[START OF INPUT RECORDS]
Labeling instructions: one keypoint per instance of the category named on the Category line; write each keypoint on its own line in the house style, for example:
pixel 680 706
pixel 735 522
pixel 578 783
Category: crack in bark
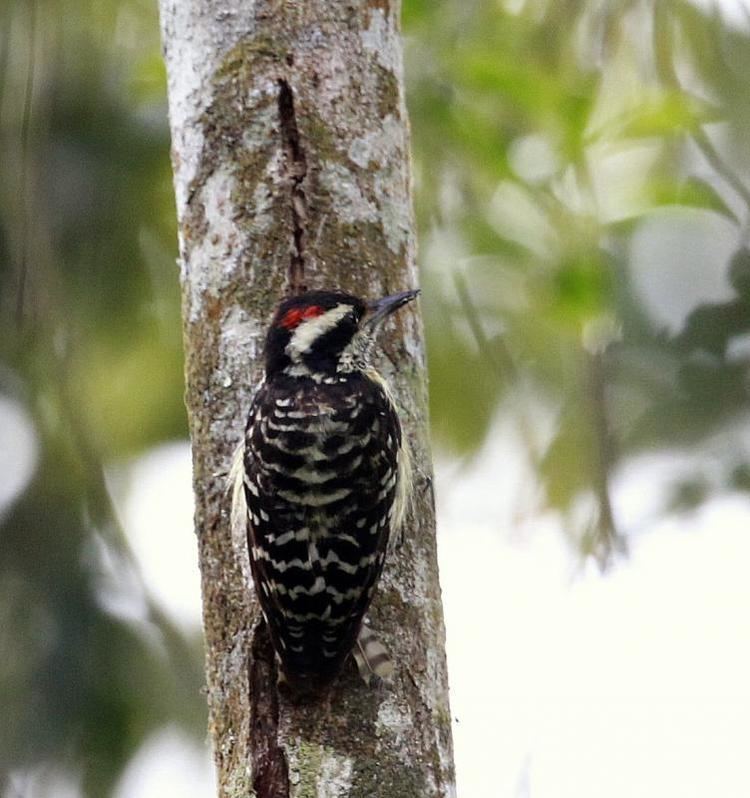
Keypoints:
pixel 270 770
pixel 296 171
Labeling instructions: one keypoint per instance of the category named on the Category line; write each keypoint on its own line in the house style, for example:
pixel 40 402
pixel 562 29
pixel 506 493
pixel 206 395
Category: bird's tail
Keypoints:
pixel 373 661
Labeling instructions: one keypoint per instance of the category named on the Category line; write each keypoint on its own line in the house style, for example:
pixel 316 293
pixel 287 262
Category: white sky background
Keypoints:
pixel 564 683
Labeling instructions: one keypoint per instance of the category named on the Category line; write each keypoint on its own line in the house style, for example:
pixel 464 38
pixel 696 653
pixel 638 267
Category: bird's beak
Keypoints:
pixel 380 309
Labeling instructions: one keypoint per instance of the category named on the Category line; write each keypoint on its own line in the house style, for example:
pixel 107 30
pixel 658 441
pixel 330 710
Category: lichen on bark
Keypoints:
pixel 290 153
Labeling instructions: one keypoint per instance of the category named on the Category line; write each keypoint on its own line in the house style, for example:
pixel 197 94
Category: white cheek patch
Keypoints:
pixel 311 329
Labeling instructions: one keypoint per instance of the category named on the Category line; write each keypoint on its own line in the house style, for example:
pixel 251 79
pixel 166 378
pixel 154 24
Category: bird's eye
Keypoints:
pixel 292 318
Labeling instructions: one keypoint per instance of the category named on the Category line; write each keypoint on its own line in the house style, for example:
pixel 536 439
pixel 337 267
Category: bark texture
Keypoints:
pixel 291 170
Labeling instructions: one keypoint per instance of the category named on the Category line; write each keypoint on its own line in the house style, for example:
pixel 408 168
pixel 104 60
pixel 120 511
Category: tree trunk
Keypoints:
pixel 291 170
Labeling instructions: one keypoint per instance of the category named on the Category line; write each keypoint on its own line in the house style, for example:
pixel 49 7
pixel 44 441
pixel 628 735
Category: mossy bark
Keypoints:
pixel 291 164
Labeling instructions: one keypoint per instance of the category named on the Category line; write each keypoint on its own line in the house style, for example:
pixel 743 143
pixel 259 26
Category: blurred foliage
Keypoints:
pixel 556 145
pixel 581 177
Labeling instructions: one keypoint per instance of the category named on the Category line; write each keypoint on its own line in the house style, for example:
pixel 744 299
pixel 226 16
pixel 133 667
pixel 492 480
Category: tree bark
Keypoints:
pixel 291 170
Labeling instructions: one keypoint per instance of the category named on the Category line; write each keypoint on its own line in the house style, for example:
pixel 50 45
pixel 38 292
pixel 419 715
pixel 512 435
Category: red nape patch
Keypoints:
pixel 296 315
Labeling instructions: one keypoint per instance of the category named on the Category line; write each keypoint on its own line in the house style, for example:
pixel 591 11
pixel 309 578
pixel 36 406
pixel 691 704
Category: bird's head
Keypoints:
pixel 324 332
[END OF INPUT RECORDS]
DIRECTIONS FOR THIS TASK: Reproduce the whole listing word for word, setting aside any pictures.

THE RESPONSE:
Labeling instructions: one keypoint per instance of the category named on the Category line; write each keypoint on its own line in the house style, for example:
pixel 680 706
pixel 735 522
pixel 578 783
Category: crack in bark
Keypoints:
pixel 270 770
pixel 296 171
Labeling instructions: one keypoint per instance of the category named on the Category line; write each keypoint on its own line in the house style, for example:
pixel 40 402
pixel 562 29
pixel 506 493
pixel 206 395
Category: bird's tail
Keypoints:
pixel 373 661
Labeling instructions: one keypoint per instance of the category named on the Category line; write each keypoint on its own line in the house style, for example:
pixel 316 293
pixel 287 262
Category: white sky background
Keypoints:
pixel 564 683
Labeling instructions: one keypoint per instance of the category named on the Category line; write each keypoint on its own line in the house style, for example:
pixel 464 38
pixel 696 653
pixel 638 267
Category: bird's beak
Keypoints:
pixel 380 309
Labeling instructions: one keypoint per instance of the category named on the Category line; write each keypoint on its own line in the house style, for example:
pixel 107 30
pixel 658 441
pixel 330 710
Category: lichen on bark
Keypoints:
pixel 290 153
Labeling instructions: one keypoint per instance of the category named on the Category line; write each keypoint on its own line in the house style, for example:
pixel 197 94
Category: white cheek patch
Keypoints:
pixel 311 329
Labeling instructions: one keypoint per instance of the category named on the Category line; write each keypoint on its own line in the house style, for example:
pixel 251 79
pixel 166 378
pixel 154 24
Category: bird's eye
Keypoints:
pixel 292 318
Labeling instructions: one keypoint per instance of the category named on the Category line; write each keypoint on its own line in the house style, for example:
pixel 536 439
pixel 337 267
Category: bark texture
Keypoints:
pixel 291 170
Labeling instructions: one keypoint per instance of the category named on the Category line; write each keypoint on its own line in the house style, for example:
pixel 408 168
pixel 104 60
pixel 120 511
Category: tree trunk
Keypoints:
pixel 291 170
Labeling instructions: one keypoint per instance of the category named on the Category line; write each keypoint on its own line in the house style, for example:
pixel 49 7
pixel 44 441
pixel 628 735
Category: mossy bark
Keypoints:
pixel 291 164
Labeling instructions: one keypoint per instance of the category named on the Category line; write each keypoint on its own line in the house style, for example:
pixel 743 143
pixel 259 26
Category: blurred foliage
Keypoints:
pixel 556 145
pixel 581 177
Labeling instructions: one keypoint per instance of the category named on the Category line; write each keypoint on its own line in the house style, for example:
pixel 744 299
pixel 226 16
pixel 133 667
pixel 492 480
Category: tree bark
Keypoints:
pixel 291 170
Labeling instructions: one keypoint per instance of the category named on the Category line; write each keypoint on its own line in the house style, for example:
pixel 50 45
pixel 38 292
pixel 419 715
pixel 512 435
Category: red nape patch
Keypoints:
pixel 296 315
Labeling instructions: one keypoint per instance of the category named on the Category line; write each keypoint on its own line in the house style, for example:
pixel 591 11
pixel 309 578
pixel 36 406
pixel 691 704
Category: bird's head
Keypoints:
pixel 324 332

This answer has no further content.